# What the task asks
Can you copy the data word for word, everything from the very start down to the line containing "column 190, row 124", both ends included?

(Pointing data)
━━━━━━━━━━━━━━━━

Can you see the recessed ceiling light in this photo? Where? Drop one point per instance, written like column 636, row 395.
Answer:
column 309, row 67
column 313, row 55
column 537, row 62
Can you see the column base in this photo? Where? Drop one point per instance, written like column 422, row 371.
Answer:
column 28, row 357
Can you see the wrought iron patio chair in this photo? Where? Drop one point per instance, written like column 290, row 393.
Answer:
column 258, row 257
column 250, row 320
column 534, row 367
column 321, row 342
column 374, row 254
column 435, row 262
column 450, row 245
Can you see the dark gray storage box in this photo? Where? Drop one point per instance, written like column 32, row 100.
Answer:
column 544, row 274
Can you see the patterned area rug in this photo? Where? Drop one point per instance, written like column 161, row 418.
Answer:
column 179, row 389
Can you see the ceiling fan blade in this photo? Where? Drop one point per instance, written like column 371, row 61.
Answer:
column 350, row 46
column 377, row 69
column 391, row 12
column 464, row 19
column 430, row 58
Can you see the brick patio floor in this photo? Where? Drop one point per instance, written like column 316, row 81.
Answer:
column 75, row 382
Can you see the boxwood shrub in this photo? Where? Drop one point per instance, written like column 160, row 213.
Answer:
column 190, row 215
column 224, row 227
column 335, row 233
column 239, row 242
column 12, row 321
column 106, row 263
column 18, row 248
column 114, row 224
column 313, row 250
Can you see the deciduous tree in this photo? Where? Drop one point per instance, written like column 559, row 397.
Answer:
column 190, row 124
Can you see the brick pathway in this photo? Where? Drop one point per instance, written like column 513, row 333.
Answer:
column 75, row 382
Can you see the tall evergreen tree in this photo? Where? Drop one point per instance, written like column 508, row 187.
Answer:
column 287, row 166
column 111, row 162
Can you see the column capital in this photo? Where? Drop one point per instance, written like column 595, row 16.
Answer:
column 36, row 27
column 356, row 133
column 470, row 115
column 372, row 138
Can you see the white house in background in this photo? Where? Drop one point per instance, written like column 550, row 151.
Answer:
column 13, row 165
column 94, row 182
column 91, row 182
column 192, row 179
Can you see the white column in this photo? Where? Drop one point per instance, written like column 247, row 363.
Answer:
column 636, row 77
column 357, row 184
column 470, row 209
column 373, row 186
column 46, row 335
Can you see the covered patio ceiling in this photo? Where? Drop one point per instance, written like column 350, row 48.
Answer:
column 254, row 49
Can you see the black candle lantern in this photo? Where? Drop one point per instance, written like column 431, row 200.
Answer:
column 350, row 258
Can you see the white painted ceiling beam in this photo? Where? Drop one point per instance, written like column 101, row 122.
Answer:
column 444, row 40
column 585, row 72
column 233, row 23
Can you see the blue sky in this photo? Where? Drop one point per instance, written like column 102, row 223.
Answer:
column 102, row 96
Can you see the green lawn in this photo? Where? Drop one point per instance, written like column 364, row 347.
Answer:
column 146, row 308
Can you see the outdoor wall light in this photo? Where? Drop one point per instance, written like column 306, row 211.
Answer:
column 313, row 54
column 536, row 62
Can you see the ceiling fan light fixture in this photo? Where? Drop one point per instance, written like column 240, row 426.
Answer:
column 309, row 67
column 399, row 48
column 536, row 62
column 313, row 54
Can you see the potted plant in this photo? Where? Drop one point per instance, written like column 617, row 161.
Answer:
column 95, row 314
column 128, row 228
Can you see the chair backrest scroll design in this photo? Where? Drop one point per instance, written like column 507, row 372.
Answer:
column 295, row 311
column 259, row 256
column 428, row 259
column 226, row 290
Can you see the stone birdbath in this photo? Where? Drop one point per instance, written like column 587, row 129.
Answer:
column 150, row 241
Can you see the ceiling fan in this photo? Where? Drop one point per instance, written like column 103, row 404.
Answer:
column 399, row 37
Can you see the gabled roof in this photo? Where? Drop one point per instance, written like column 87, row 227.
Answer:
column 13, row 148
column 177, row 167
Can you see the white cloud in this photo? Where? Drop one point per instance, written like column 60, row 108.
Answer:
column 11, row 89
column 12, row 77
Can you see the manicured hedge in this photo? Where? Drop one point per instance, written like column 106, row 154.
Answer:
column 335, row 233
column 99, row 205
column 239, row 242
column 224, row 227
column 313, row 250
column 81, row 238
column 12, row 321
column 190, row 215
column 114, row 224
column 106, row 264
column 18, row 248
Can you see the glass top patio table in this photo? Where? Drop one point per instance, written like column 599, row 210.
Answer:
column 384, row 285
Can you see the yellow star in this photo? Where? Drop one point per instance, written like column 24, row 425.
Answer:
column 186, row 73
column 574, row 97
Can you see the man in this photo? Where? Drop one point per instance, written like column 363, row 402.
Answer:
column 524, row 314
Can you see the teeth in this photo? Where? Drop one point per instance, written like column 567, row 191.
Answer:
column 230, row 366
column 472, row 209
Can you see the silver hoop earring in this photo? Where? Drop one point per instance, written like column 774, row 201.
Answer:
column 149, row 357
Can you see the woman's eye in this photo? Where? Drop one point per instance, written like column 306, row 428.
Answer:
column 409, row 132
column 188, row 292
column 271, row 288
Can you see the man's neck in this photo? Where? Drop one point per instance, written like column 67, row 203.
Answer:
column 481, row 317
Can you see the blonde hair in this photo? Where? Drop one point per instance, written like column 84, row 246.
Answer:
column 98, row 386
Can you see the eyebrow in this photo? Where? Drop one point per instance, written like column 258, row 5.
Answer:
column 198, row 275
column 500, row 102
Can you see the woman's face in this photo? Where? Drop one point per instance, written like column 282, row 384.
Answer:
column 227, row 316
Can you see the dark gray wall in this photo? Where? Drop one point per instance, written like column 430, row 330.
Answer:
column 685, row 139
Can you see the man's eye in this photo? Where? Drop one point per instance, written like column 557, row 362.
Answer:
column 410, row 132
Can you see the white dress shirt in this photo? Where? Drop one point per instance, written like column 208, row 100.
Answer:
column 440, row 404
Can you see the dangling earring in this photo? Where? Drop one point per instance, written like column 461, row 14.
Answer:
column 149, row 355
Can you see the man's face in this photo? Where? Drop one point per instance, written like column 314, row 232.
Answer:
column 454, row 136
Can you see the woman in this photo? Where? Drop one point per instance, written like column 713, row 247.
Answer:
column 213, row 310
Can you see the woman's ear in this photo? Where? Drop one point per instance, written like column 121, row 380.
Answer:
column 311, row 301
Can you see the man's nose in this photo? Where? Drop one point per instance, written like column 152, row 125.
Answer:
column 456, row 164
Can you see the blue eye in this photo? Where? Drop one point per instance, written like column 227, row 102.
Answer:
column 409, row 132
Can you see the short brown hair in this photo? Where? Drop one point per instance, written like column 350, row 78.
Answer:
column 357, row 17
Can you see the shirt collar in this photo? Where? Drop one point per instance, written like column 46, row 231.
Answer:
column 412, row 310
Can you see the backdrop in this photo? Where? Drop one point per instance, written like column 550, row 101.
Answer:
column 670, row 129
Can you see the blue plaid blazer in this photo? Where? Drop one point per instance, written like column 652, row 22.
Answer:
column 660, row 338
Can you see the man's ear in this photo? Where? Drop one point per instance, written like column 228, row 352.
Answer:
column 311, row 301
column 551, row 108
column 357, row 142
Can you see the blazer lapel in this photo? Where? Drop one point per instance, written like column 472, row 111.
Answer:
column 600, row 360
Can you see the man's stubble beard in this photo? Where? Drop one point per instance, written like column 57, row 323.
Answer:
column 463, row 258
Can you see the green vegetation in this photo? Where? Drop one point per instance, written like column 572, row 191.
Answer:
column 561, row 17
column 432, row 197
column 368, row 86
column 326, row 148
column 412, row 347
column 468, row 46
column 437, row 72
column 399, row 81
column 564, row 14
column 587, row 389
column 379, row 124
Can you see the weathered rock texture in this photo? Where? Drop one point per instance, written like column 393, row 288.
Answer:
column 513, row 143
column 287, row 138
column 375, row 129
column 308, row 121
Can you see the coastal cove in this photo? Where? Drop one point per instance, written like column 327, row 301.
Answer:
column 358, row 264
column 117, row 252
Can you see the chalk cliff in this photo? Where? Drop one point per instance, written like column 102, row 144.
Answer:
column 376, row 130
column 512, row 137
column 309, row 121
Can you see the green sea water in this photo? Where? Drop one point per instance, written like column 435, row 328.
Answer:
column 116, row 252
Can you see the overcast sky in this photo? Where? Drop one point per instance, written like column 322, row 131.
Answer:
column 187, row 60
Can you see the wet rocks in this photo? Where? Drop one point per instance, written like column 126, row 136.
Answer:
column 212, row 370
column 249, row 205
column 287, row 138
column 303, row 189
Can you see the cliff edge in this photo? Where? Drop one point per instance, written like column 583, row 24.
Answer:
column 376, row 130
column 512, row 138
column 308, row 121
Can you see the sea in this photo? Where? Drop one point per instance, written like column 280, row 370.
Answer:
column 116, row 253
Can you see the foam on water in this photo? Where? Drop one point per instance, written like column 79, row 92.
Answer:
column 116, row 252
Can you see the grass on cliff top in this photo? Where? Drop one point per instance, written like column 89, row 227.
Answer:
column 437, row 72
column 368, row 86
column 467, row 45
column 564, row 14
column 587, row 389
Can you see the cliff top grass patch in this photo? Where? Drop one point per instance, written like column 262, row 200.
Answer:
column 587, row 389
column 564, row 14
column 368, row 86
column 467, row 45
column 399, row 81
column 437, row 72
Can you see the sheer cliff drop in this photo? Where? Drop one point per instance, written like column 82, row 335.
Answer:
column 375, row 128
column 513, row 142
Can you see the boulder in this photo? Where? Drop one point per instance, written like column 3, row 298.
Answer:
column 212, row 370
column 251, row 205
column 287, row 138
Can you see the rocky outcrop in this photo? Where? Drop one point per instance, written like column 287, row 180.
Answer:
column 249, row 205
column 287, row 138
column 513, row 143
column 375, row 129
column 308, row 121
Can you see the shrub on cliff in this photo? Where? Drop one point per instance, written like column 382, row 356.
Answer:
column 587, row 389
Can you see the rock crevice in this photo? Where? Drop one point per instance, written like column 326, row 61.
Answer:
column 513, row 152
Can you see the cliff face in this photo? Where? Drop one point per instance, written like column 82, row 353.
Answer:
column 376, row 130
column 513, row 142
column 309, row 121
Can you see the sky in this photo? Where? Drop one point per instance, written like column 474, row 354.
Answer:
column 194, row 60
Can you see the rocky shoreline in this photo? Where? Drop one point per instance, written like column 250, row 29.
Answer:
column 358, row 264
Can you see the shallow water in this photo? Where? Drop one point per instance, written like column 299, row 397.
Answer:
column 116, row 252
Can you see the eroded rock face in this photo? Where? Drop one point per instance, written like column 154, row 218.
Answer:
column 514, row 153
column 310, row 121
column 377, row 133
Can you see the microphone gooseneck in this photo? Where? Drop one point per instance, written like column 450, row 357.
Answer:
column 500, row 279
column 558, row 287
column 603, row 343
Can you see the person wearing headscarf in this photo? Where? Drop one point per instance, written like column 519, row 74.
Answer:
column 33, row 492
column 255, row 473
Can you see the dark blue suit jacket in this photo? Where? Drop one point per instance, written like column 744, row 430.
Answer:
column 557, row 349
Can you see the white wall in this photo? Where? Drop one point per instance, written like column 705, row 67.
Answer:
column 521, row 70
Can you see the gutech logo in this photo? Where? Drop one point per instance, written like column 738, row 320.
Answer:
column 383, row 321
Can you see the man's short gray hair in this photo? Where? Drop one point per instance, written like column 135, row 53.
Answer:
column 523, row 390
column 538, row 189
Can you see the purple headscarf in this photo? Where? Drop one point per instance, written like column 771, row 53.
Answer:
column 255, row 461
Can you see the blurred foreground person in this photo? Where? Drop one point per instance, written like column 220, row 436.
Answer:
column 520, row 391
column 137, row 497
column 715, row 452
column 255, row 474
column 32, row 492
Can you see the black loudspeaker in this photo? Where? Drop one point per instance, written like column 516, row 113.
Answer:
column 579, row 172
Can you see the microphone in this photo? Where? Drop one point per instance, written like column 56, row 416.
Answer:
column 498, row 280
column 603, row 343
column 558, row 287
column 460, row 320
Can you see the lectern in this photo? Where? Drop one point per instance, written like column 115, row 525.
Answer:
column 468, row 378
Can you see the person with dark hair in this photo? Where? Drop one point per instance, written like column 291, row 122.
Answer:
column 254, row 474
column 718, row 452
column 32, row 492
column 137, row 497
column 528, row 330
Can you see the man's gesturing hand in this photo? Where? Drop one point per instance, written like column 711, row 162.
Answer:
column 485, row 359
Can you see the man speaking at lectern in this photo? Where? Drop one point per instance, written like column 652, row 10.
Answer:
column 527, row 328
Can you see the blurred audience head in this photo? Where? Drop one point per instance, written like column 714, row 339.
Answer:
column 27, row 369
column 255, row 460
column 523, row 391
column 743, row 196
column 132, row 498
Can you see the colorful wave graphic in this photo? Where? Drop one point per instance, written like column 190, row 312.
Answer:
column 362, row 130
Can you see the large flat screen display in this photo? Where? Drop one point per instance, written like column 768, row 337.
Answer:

━━━━━━━━━━━━━━━━

# Exercise solution
Can you see the recessed ceiling light in this photo? Where? Drop one point per instance, written like column 636, row 395.
Answer:
column 309, row 67
column 313, row 55
column 537, row 62
Can you see the column base in this photo? Where? Drop one point per instance, written like column 422, row 371.
Answer:
column 28, row 357
Can you see the wrought iron patio chair in this photo? Where? Drop one point per instance, written like column 290, row 393.
Answer:
column 258, row 257
column 250, row 320
column 534, row 367
column 321, row 342
column 374, row 254
column 435, row 262
column 450, row 245
Can you see the dark gray storage box in this photo? Where? Drop one point per instance, written like column 32, row 100.
Answer:
column 544, row 274
Can you see the patterned area rug in this photo? Where? Drop one point per instance, written like column 161, row 418.
Answer:
column 179, row 389
Can you see the ceiling fan blade in this photo? Where? Drop one point per instance, written like column 371, row 61.
Answer:
column 350, row 46
column 377, row 69
column 391, row 12
column 464, row 19
column 430, row 58
Can you see the brick patio floor in this photo? Where? Drop one point per instance, written like column 316, row 81.
Answer:
column 75, row 382
Can you see the boxwood shrub in this photo? Where? Drop one point per instance, written like column 160, row 213.
Answer:
column 190, row 215
column 224, row 227
column 335, row 233
column 239, row 242
column 12, row 321
column 106, row 263
column 18, row 248
column 114, row 224
column 313, row 250
Can you see the deciduous tree in this photo? Where? Drop one point per instance, written like column 559, row 397.
Answer:
column 190, row 124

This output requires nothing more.